(Collected data entries)
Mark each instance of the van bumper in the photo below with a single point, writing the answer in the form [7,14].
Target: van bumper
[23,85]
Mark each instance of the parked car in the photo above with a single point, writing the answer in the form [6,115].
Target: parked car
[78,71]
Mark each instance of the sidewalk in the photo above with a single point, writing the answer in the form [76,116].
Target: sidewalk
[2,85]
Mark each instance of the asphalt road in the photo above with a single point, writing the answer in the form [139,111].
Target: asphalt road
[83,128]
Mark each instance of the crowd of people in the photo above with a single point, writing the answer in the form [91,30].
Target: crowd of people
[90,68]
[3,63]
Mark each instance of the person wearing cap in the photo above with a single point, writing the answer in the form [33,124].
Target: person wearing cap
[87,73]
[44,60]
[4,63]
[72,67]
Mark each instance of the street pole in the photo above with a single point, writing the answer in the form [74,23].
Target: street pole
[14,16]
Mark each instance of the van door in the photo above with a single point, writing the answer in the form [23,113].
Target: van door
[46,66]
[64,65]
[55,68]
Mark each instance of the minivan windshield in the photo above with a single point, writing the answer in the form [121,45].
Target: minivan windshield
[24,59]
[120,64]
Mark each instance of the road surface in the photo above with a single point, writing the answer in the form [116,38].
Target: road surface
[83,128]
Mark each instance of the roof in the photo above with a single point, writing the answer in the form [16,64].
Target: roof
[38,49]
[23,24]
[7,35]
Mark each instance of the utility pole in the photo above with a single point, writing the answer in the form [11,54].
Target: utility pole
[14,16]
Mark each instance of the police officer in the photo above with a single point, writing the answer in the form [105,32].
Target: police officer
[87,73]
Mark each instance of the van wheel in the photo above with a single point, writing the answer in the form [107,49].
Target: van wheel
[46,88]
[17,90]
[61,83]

■ DESCRIPTION OF THE TASK
Repeat every line of the data precisely.

■ ANSWER SECTION
Mark each instance of the van bumper in the photo below with a single point, writing the answer in the form [7,14].
Target: van bumper
[23,85]
Mark each instance of the parked car in the photo above with a single point, writing the answer in the form [6,115].
Target: parked car
[78,71]
Mark each instance of the sidewalk in the photo above with a single point, writing the answer in the form [76,116].
Target: sidewalk
[2,85]
Mark each instance of the asphalt road in the photo above with a single point, writing the answer in the form [139,111].
Target: asphalt road
[83,128]
Mark each instance of the crowd of people in the photo above with a single point, writing the answer in the form [91,30].
Target: crowd of people
[90,68]
[3,63]
Mark each instance of the person wearing cap in the photo above with a single point, writing the answer in the form [33,124].
Target: person wearing cap
[87,73]
[44,60]
[4,63]
[72,67]
Mark each instance of the street pole in the photo above with a single point, writing the answer in the form [74,23].
Target: street pole
[14,16]
Mark each instance of the van door in the photo above with a single point, writing the answer in the form [23,113].
Target: van door
[46,66]
[64,65]
[55,68]
Mark each instance of the minivan windshield in the photo above with a single point, writing the answer in the form [121,45].
Target: minivan windshield
[24,59]
[120,64]
Mark each instance of the road surface in the photo above with a single point, writing the answer in the form [116,38].
Target: road surface
[83,128]
Mark each instance of the roof in the photo above with a single point, writing the answer in the form [16,64].
Target: roof
[38,49]
[23,24]
[7,35]
Mark each instance of the utility pole in the photo above with a single point, writing the answer in the form [11,54].
Target: utility pole
[14,16]
Mark each instance of the police officer in the photo above with a single point, writing the answer in the form [105,32].
Target: police officer
[87,73]
Mark each instance of the van wheel in the photo above with a single point, writing the answer in the form [107,49].
Target: van wheel
[46,88]
[17,90]
[61,83]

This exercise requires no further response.